* TREŚĆ ZADANIA A
Zwróć bez żadnych zmian wiersze rekordów od wiersza zawierającego „The function MUST return, for every instance of the cherry” aż do końca rekordów, łącznie z oboma krańcami.

Mordercza walka o władzę w spółce Mesko w Skarżysku. Padają mocne oskarżenia

Mateusz Bolechowski
Stanisław Głowacki, przewodniczący Solidarności w Mesko (na zdjęciu z prawej) wszedł w otwarty konflikt z zarządem spółki.
Stanisław Głowacki, przewodniczący Solidarności w Mesko (na zdjęciu z prawej) wszedł w otwarty konflikt z zarządem spółki.
W Zakładach Metalowych Mesko w Skarżysku - Kamiennej należących do kontrolowanej przez państwo Polskiej Grupy Zbrojeniowej trwa walka na śmierć i życie między zarządem państwowej spółki i związkowcami. Prezes oskarża przewodniczącego Solidarności, że chce bronić zwolnionego z pracy brata, szef związku twierdzi, że zarząd na masową skalę zatrudnia nowych dyrektorów.

* TREŚĆ ZADANIA B
Kto według fragmentu jest przewodniczącym Solidarności w Mesko?

* SEKCJA DANYCH
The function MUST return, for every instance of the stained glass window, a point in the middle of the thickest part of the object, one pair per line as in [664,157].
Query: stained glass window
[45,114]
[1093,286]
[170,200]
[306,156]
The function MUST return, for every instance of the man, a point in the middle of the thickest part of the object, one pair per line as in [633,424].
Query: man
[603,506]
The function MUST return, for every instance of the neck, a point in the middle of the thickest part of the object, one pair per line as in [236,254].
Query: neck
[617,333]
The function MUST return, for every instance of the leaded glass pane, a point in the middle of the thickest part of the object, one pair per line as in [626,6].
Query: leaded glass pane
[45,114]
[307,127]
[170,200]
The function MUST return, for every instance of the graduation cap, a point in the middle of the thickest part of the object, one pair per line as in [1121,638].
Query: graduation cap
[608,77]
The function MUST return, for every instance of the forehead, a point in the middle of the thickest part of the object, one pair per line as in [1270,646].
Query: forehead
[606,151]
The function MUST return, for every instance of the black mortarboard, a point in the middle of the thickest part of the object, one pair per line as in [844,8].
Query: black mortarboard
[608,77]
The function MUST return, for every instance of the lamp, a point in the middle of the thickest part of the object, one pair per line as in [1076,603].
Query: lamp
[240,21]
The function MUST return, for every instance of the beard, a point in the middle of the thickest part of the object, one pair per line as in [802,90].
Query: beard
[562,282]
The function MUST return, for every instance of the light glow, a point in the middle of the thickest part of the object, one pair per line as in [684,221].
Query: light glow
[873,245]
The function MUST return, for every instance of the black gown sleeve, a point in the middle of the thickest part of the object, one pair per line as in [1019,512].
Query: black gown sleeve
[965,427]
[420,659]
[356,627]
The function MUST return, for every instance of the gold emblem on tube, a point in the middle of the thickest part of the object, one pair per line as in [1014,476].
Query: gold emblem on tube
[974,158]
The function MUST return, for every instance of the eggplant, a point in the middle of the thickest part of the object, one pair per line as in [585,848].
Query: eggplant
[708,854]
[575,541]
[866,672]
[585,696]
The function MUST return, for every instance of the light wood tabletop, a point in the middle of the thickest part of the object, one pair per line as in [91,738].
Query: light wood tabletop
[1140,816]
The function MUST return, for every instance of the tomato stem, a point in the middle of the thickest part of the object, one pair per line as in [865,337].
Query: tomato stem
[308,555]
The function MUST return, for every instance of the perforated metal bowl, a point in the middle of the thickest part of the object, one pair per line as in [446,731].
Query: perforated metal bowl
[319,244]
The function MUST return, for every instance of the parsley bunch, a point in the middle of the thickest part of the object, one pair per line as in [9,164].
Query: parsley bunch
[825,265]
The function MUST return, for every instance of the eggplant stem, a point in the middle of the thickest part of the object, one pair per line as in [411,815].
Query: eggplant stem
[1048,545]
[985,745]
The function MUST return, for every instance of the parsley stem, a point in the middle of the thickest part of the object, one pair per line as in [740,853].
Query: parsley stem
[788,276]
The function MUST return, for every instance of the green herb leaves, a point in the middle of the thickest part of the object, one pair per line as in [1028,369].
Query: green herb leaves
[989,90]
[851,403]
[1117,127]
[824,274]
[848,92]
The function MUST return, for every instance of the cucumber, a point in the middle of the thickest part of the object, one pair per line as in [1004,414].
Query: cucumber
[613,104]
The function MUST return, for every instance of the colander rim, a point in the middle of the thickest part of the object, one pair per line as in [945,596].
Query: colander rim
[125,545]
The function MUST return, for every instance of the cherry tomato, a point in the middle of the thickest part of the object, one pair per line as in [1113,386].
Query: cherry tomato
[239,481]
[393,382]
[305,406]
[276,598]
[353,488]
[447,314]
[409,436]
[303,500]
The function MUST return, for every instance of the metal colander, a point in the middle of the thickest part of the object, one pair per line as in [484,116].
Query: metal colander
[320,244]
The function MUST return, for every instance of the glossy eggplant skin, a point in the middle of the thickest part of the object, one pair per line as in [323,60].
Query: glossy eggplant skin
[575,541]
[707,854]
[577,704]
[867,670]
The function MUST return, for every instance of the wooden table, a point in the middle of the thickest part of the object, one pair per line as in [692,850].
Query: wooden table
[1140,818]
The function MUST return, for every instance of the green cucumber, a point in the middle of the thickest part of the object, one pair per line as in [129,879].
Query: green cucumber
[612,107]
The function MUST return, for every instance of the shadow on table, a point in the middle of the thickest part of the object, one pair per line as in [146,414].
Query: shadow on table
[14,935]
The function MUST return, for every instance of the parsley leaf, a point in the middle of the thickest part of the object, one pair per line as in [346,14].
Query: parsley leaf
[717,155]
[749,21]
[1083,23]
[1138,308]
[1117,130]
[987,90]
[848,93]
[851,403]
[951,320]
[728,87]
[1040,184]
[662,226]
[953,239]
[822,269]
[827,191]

* WYNIK ZADANIA A
The function MUST return, for every instance of the cherry tomato, a point in the middle of the thickest part of the object, one pair per line as in [1113,386].
Query: cherry tomato
[239,481]
[393,382]
[305,406]
[276,598]
[353,488]
[447,314]
[409,436]
[303,500]
The function MUST return, for every instance of the metal colander, a point in the middle of the thickest part of the object, one pair per line as in [484,116].
Query: metal colander
[320,244]
The function MUST return, for every instance of the glossy eggplant skin, a point in the middle of the thickest part of the object, one pair per line as in [323,60].
Query: glossy eggplant skin
[575,541]
[707,854]
[577,704]
[867,670]
The function MUST return, for every instance of the wooden table, a point in the middle of the thickest part of the object, one pair per line as in [692,850].
Query: wooden table
[1140,818]
The function MUST return, for every instance of the green cucumber, a point in the middle of the thickest part of the object, one pair per line as in [129,879].
Query: green cucumber
[612,107]
The function MUST return, for every instance of the shadow on table, a point in the middle of the thickest part of the object, one pair per line as in [146,414].
Query: shadow on table
[14,935]
The function MUST return, for every instance of the parsley leaf, a point in the middle of the thickest part of the object, one pair per line as in [346,14].
Query: parsley leaf
[717,155]
[749,21]
[1083,23]
[1138,308]
[1117,130]
[987,90]
[848,93]
[851,403]
[951,320]
[728,87]
[1040,184]
[662,226]
[953,239]
[822,269]
[827,191]

* WYNIK ZADANIA B
Stanisław Głowacki.